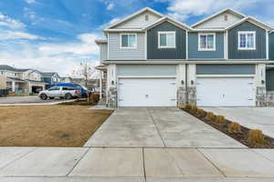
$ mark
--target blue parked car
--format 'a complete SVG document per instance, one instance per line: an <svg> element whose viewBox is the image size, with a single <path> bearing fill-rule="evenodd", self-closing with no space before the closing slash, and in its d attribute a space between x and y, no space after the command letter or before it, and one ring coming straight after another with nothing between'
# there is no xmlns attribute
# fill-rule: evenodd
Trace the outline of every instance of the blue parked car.
<svg viewBox="0 0 274 182"><path fill-rule="evenodd" d="M88 88L85 86L82 86L79 84L72 84L72 83L61 83L61 84L57 84L57 86L76 86L76 87L80 87L81 90L81 96L82 97L87 97L89 94Z"/></svg>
━━━━━━━━━━━━━━━━━━━━
Copy the rows above word for word, leaving out the pictures.

$ mark
--target blue parked car
--format 'a complete SVG document per instance, one instance per line: an <svg> element whose viewBox is the image size, with a single <path> bearing fill-rule="evenodd", self-closing with no space before the closing slash, and in its d attribute a space between x and y, no space after the command letter or before it, and one ring coming straight after another with nothing between'
# there is no xmlns attribute
# fill-rule: evenodd
Trace the outline of every instance of the blue parked car.
<svg viewBox="0 0 274 182"><path fill-rule="evenodd" d="M88 88L85 86L82 86L79 84L72 84L72 83L61 83L61 84L57 84L57 86L76 86L76 87L80 87L81 90L81 96L82 97L87 97L89 94Z"/></svg>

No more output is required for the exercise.